§ **EXCERPT TO READ**:
══════════════════════════════
AP PHOTOS: Raids by Peruvian troops disrupt, but don't eradicate illegal gold mining in Amazon
Patricia Quispe sat sullen on a black suitcase outside a dismantled mining camp, nursing her baby son and waiting for her husband, who was among 41 wildcat gold miners arrested in Peru's latest crackdown on illegal mining in the Amazon.
The 24-year-old mother said she didn't know where she would be getting her next meal.
In a three-day operation that ended Thursday, Peruvian security forces cleared out nearly six square miles (15 square kilometers) in a crater-pocked jungle zone where some 10,000 people lived. About 1,000 police and soldiers blew up 154 gasoline motors used to extract gold from the sandy soil.
The government has staged 15 such operations in Madre de Dios state since unlicensed, wildcat mining was declared a crime in 2012. In raids that the government says cost an average of $370,000 each, troops have blasted dredges, backhoes and motors to bits and expelled thousands of miners and their families from muddy makeshift jungle settlements.
But many of the miners return to the camps after the soldiers and police leave. Even after their losses and with gold down to $1,084 an ounce, the work remains profitable for hardscrabble migrants from Peru's poor highlands.
According to official figures, at least 5 percent of the 141 metric tons of gold that Peru produced last year came from illegal mining. An investigation this year by the Ojo Publico reporting consortium found that two Swiss companies were among the biggest buyers until the government cracked down.
══════════════════════════════
§ **THINGS TO DO**:
[A] According to the article on illegal gold mining in Peru, how many gasoline motors did police and soldiers blow up in the three-day operation?
[B] Please continue the article on illegal gold mining in Peru from where it stops.

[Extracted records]
══════════════════════════════
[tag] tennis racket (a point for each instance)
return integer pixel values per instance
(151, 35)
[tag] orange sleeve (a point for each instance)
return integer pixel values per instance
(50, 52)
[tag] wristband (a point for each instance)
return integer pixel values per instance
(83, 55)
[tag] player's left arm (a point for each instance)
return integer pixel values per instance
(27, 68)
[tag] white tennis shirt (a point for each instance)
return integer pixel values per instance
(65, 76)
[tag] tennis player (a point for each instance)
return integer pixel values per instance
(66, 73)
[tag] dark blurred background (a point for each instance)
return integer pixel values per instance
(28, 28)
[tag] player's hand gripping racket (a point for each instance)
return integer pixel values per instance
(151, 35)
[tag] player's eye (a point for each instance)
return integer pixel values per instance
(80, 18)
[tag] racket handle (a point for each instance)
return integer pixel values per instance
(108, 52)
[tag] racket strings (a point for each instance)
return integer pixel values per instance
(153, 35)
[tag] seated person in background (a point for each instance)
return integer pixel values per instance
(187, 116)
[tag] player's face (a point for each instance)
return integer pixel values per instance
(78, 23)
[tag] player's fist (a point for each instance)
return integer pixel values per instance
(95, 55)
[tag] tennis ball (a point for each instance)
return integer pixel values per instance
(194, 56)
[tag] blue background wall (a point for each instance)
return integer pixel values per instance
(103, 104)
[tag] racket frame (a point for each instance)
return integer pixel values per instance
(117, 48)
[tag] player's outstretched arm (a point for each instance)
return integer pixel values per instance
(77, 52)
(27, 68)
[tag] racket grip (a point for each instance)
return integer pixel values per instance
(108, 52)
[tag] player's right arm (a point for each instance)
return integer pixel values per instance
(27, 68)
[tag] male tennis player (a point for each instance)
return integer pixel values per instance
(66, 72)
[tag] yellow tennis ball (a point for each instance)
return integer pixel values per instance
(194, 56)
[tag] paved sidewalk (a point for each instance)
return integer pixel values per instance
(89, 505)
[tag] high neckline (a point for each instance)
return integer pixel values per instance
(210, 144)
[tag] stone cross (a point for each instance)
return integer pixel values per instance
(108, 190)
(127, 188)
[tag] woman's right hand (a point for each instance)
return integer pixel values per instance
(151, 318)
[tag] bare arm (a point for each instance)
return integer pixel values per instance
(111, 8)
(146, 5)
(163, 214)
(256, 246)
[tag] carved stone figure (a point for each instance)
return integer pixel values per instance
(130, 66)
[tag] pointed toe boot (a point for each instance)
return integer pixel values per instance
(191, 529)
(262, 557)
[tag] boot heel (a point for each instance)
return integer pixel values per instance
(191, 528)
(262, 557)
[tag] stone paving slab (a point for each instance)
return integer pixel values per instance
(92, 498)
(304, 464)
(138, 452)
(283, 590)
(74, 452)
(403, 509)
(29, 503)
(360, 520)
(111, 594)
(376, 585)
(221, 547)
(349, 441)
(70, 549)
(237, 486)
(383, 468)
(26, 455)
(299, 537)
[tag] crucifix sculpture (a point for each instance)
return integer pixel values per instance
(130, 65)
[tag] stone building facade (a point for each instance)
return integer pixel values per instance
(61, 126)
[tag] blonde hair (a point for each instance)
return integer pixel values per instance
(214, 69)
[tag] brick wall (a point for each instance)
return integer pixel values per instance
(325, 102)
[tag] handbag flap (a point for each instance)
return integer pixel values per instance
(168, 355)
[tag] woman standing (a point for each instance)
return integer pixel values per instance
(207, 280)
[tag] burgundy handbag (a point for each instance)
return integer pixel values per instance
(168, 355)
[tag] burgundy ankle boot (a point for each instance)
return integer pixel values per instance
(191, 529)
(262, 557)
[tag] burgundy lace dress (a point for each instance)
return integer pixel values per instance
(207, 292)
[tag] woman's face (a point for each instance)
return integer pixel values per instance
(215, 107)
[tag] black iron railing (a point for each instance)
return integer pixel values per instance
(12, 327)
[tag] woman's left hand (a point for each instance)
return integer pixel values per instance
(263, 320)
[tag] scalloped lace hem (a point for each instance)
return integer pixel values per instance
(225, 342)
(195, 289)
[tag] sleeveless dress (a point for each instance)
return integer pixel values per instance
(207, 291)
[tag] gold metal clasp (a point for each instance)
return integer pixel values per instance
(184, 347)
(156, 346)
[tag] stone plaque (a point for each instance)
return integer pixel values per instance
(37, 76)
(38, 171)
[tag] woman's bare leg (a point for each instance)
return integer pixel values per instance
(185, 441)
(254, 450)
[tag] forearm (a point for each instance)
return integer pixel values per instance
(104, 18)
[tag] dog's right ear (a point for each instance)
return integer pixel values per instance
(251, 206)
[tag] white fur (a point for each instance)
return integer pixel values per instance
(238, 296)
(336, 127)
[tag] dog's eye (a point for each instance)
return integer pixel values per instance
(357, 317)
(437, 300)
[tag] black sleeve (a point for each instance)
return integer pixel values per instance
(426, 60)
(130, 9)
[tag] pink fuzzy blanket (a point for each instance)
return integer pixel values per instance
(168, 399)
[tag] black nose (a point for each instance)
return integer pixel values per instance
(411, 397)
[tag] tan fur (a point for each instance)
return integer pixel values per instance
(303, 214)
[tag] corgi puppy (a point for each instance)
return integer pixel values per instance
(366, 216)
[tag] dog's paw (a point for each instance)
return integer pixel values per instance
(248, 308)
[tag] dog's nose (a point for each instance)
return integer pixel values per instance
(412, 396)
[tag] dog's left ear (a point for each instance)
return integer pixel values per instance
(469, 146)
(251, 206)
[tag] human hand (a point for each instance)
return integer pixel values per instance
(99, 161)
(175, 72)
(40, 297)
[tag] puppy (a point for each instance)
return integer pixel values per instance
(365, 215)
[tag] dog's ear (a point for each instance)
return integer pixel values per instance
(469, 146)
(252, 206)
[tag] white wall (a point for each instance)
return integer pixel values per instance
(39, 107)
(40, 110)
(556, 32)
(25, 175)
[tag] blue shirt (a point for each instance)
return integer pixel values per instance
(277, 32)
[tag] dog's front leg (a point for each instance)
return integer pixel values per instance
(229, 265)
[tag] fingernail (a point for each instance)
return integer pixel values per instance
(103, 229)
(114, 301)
══════════════════════════════
§ **ANSWERS TO THIS EXERCISE**:
[A] 154

[B]
The 108 mining camps that were dismantled this week had restaurants, hotels and bordellos.
"Here, crimes are committed, including human trafficking. I call it slavery. There are girls who arrive, deceived, from the Cuzco region and God only knows if they make it out alive from these jungles," said Cesar Sierra, the former police colonel who oversees the government raids.
The nonprofit group Huarayo, which runs shelters for adolescents rescued from sex work, says about 300 work at any one time in the region.
Alluvial mining, in which small gold flecks are sifted out of sandy sediments deposited by runoff from the Andes over centuries, is heavily dependent on mercury and the surrounding jungle has been poisoned by tons of the toxic metal.
A researcher for the Peruvian Environmental Rights Society, Lenin Valencia, says raids alone aren't enough to dislodge illegal miners.
"There is slowness in the criminal justice system to prosecute the chain" of businesses that extract the gold, which ends up being bought in U.S. and Swiss markets.